## TO DO
Scale the rows from the start up to and including the line containing "677,42,708,71", giving every line again with the requests unchanged. Multiply each box coordinate in the answers by 2 and round to whole numbers, with halves rounded up.

[Coordinate annotation rows]
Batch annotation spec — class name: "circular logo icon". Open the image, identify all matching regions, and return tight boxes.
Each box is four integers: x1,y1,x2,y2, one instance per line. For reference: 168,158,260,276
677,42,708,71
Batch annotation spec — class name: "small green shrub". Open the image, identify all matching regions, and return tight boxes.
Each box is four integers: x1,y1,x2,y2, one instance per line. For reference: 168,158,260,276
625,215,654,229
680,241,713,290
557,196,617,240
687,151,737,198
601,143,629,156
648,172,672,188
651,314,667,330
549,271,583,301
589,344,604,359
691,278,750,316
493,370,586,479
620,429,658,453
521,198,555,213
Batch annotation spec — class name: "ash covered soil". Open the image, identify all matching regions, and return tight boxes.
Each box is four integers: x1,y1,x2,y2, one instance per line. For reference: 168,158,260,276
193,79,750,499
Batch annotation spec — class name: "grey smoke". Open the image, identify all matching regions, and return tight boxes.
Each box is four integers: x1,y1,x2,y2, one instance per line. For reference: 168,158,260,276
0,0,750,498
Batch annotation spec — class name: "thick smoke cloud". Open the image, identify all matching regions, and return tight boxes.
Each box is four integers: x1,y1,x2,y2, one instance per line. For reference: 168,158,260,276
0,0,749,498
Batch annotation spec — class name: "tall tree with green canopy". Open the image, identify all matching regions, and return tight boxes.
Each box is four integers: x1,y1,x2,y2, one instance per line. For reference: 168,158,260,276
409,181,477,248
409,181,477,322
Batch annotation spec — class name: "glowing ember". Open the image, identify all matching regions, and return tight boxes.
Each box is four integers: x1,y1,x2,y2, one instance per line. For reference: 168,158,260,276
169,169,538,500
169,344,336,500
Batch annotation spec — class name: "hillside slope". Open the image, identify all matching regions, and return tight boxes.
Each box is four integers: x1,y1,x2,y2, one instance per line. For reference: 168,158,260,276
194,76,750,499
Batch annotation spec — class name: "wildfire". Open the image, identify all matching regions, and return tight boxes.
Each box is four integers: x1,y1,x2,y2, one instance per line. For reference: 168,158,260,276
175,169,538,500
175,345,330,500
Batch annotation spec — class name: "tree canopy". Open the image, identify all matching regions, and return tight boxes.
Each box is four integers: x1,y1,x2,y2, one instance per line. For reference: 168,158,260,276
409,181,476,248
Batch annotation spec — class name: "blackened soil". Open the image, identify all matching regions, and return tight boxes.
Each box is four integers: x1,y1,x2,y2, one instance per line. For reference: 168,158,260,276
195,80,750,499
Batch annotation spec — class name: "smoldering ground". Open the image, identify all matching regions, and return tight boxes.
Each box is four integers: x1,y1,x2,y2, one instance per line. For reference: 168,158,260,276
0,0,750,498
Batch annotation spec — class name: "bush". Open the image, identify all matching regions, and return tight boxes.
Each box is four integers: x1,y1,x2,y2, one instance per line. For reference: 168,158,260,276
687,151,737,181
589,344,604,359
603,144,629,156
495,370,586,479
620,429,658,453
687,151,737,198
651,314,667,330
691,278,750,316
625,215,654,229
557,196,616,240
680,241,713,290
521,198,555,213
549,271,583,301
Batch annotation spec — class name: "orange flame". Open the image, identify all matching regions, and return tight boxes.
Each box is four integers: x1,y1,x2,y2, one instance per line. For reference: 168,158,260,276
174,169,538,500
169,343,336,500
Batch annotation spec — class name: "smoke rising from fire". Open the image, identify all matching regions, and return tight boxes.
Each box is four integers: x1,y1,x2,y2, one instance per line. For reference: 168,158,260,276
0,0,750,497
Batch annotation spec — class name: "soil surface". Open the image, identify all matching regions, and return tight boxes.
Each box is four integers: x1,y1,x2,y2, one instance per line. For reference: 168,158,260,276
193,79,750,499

## OUTPUT BELOW
Batch annotation spec — class name: "circular logo icon". Open the image, identify all matching regions, and return tight boxes.
Each box is four integers: x1,y1,x2,y2, one instance per line. For reference: 168,158,260,276
1354,84,1416,142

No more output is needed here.